Step 2: Talk to Your Kids About Screen Time
Managing screen time for your kids isn’t just about setting a time limit — the goal is to provide your child with the guidance to build healthy media habits to support their overall developmental, physical, and mental health.
Tell Them Why They Should Care
If you’re only telling them what to do and not explaining why, you won’t see the same benefit. Explain how balancing screen time is an important part of growing healthy and happy in body and mind, and establishing healthy habits for life.
Show Them the Possibilities
Help your children see all of the different ways to play. Discuss the importance (and fun!) of unstructured and offline play to stimulate their creativity. Show them the importance of physical activity, hands-on exploration and face-to-face social interaction in the real world.
Using the internet and consuming media is normal and you should give your children the tools to do so safely. Talk to them about privacy, predators, and choosing age-appropriate material.
Be a Role Model
It’s OK to acknowledge that managing screen time can be challenging, even if you know it’s the right thing to do. Try your best to reflect healthy screen time habits yourself, and talk to your kids about how devices and apps are made to be hard to put down (and even us adults struggle with it).
Co-View and Communicate
Particularly with young children, co-viewing or parent-child shared media use is an important tactic to use. You should help your child understand what they’re seeing and how it can be applied to the world around them. The AAP recommends co-viewing for children ages zero to five years old. For adolescents and teenagers, it’s important to pay attention to what they’re doing online so you’re ready to intervene and educate as necessary, so keep the lines of communication open.

● **Provided information**:
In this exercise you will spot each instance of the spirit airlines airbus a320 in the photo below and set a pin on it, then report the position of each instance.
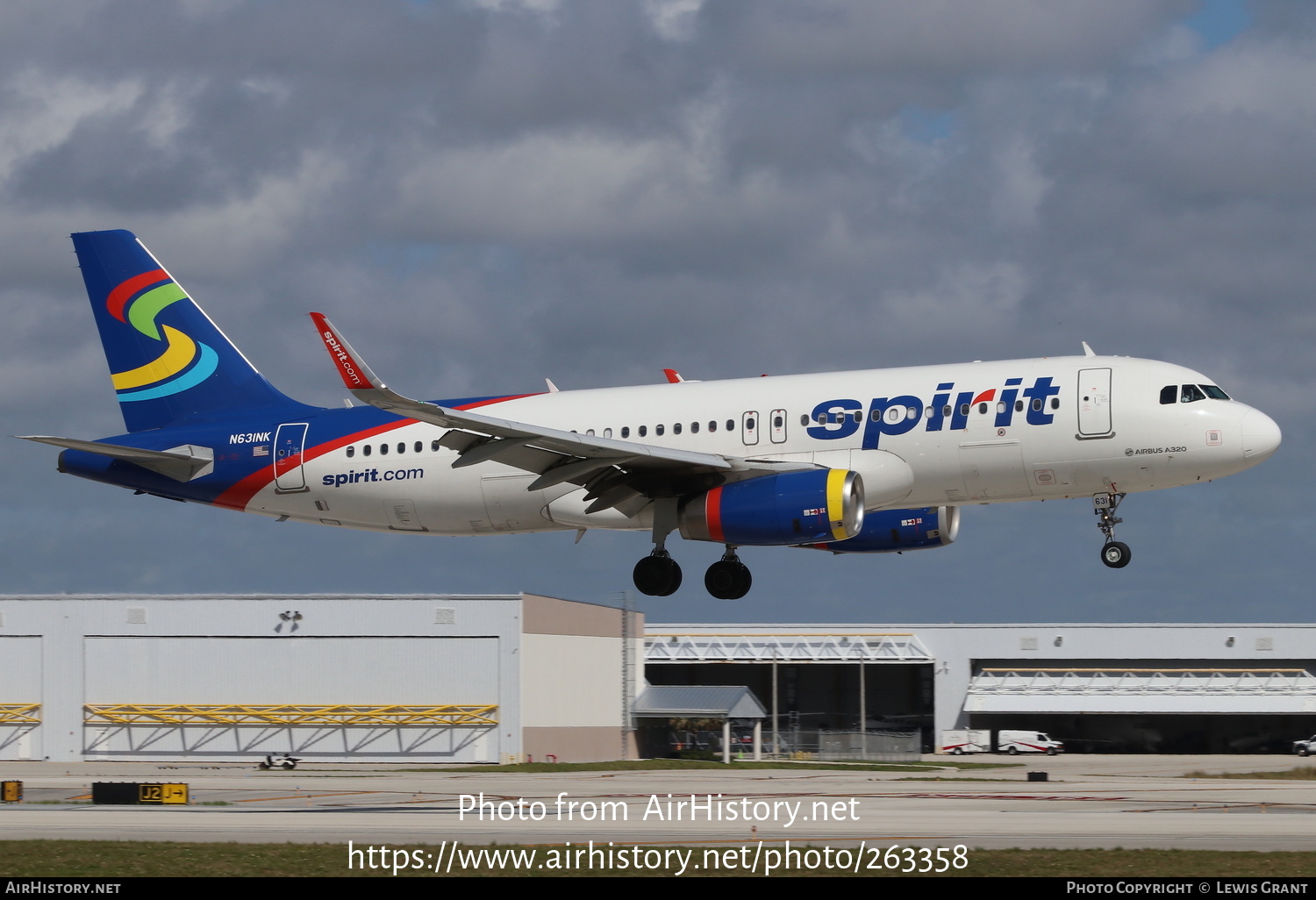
(852, 462)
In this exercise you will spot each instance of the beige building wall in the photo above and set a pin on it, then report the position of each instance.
(571, 671)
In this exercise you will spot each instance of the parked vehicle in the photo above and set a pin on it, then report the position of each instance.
(961, 741)
(1015, 742)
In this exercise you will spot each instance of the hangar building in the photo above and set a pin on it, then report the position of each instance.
(503, 678)
(376, 678)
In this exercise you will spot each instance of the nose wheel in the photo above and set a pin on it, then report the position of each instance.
(728, 578)
(658, 575)
(1115, 554)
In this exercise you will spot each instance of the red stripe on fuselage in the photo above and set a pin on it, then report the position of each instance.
(239, 495)
(118, 297)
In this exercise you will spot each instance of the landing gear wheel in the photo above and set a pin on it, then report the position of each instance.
(728, 579)
(1116, 554)
(658, 575)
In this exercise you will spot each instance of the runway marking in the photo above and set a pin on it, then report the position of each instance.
(304, 796)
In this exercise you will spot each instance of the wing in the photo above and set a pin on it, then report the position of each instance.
(621, 474)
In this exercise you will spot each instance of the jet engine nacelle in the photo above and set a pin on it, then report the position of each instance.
(823, 504)
(894, 531)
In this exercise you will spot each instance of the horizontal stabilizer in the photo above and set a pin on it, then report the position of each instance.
(179, 463)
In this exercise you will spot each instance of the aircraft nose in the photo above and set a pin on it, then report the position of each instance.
(1260, 436)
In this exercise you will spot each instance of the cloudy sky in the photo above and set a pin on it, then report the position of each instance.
(484, 194)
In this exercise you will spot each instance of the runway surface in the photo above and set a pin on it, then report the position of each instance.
(1089, 802)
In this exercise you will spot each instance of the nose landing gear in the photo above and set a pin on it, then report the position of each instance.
(728, 578)
(1115, 554)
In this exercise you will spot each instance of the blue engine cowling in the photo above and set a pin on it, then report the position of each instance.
(821, 504)
(895, 531)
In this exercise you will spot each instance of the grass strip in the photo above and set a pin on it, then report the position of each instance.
(1299, 774)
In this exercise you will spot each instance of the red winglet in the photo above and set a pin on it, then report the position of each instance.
(354, 373)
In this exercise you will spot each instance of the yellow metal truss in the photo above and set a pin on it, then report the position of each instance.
(134, 713)
(12, 713)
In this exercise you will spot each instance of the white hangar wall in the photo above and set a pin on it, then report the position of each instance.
(987, 673)
(363, 678)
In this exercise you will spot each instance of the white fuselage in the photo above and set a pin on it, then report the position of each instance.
(1034, 429)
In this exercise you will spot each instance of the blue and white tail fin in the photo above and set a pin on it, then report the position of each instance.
(168, 362)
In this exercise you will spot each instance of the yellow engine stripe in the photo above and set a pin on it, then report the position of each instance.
(836, 503)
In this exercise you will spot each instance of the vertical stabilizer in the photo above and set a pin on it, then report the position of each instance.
(168, 361)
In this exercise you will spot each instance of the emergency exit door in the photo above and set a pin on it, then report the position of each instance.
(1094, 403)
(289, 445)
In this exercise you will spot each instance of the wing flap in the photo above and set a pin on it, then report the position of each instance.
(640, 470)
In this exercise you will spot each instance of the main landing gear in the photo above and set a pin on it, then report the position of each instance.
(658, 575)
(728, 578)
(1113, 553)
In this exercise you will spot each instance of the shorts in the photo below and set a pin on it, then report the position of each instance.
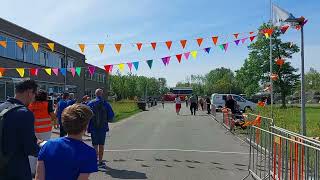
(98, 137)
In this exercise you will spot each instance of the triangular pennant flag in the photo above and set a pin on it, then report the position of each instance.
(237, 42)
(215, 40)
(149, 62)
(252, 38)
(19, 44)
(186, 55)
(154, 45)
(194, 54)
(82, 47)
(207, 50)
(101, 47)
(179, 56)
(91, 69)
(20, 71)
(139, 45)
(118, 47)
(199, 41)
(3, 44)
(78, 71)
(34, 72)
(168, 43)
(55, 71)
(183, 43)
(48, 71)
(51, 46)
(73, 71)
(63, 71)
(136, 65)
(35, 46)
(130, 66)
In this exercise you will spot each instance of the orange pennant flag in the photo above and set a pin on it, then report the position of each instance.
(3, 44)
(183, 43)
(35, 46)
(51, 46)
(19, 44)
(101, 47)
(168, 43)
(118, 47)
(82, 47)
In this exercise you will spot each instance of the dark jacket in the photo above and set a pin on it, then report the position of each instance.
(19, 141)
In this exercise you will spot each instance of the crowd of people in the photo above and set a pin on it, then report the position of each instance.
(26, 146)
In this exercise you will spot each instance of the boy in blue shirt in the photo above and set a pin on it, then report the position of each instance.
(68, 157)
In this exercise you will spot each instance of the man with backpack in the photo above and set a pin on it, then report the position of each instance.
(98, 127)
(17, 136)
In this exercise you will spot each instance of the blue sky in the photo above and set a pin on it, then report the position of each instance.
(104, 21)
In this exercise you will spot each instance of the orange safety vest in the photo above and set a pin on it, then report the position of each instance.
(42, 123)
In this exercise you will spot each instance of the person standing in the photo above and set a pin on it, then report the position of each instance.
(17, 129)
(178, 104)
(68, 157)
(102, 114)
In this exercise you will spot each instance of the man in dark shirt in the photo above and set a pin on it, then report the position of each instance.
(19, 139)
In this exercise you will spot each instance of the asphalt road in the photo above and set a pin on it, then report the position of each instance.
(156, 144)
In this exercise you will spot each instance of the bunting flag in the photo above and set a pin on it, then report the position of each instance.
(101, 47)
(78, 70)
(139, 45)
(82, 47)
(136, 65)
(35, 46)
(194, 54)
(169, 43)
(237, 42)
(20, 71)
(186, 55)
(130, 66)
(199, 41)
(34, 72)
(149, 62)
(207, 50)
(91, 69)
(118, 47)
(48, 71)
(183, 43)
(121, 67)
(3, 44)
(63, 71)
(51, 46)
(19, 44)
(55, 71)
(73, 71)
(215, 40)
(154, 45)
(179, 56)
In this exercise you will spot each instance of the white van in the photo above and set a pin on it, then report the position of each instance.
(219, 100)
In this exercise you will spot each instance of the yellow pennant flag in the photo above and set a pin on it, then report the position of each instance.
(20, 71)
(3, 44)
(48, 71)
(35, 46)
(19, 44)
(194, 54)
(101, 47)
(51, 46)
(121, 67)
(82, 46)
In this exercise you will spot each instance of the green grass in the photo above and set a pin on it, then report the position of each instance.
(289, 118)
(124, 109)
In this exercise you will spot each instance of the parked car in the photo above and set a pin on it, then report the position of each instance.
(219, 101)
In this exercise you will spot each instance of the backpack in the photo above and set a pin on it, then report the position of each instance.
(100, 115)
(4, 109)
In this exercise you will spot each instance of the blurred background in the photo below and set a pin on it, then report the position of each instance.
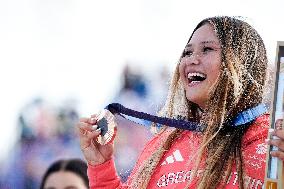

● **Exercise instructions**:
Resume the passage on talking to kids about screen time, starting after its last sentence.

● **The reply**:
How you say it matters just as much as what you say. The American Psychological Association recommends that parents avoid suggesting that technology is something to fear, or setting overly restrictive limits.
Step 3: Set Screen Time Limits and Make a Family Media Plan
According to the AAP, kids need and expect limits. In 2016, they released a new policy statement on media use and children to educate parents on how they can help their children build healthy media habits.
The AAP policy statement emphasizes ‘the importance of parent–child shared media use and allowing the child time to take part in other developmentally healthy activities.’
The World Health Organization takes it one step further, suggesting that eliminating screen time as much as possible for children under five years old will make for healthier adults.
Recommended Screen Time for Infants, Toddlers and Children
Less Than 18 Months
18 to 24 Months
Two to Five Years
|Six Years or Older|
Less than one hour (co-viewing)
One hour (co-viewing)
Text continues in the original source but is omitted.